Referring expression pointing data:
________________________
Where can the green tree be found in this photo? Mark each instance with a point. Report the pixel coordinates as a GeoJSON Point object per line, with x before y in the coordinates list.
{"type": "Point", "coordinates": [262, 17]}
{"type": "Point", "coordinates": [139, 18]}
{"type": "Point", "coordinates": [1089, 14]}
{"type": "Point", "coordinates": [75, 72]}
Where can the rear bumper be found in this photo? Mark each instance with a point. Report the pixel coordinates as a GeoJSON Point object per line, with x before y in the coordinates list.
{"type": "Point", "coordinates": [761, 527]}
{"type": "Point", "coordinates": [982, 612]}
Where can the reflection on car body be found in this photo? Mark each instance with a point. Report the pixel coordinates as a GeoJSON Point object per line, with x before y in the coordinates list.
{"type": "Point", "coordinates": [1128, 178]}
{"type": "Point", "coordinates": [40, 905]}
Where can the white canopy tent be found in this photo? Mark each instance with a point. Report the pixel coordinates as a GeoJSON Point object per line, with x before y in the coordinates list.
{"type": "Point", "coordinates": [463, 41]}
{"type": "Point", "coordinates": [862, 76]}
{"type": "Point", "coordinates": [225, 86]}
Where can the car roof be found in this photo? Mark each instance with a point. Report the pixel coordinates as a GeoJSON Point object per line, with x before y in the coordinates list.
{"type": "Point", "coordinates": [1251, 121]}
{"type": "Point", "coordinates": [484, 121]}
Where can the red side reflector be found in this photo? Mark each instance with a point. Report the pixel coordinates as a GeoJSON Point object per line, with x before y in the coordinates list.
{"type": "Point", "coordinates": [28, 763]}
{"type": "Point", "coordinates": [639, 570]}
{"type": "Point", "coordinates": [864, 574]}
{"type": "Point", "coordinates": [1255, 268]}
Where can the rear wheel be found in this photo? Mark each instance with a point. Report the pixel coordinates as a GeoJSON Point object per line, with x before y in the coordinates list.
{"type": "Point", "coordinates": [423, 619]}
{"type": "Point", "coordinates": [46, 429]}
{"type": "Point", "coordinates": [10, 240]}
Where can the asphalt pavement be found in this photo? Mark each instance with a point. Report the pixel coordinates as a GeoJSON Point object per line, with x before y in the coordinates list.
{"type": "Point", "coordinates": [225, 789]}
________________________
• About this task
Copy the records above exactly, starting at the line that contains "Where can the asphalt" and ending at the last line, and leave out all earlier lines.

• Completed task
Where can the asphalt pavement be found in this photo? Mark each instance with a point. Report the pixel coordinates as a GeoJSON Point object per line, with x before y in the coordinates list.
{"type": "Point", "coordinates": [225, 789]}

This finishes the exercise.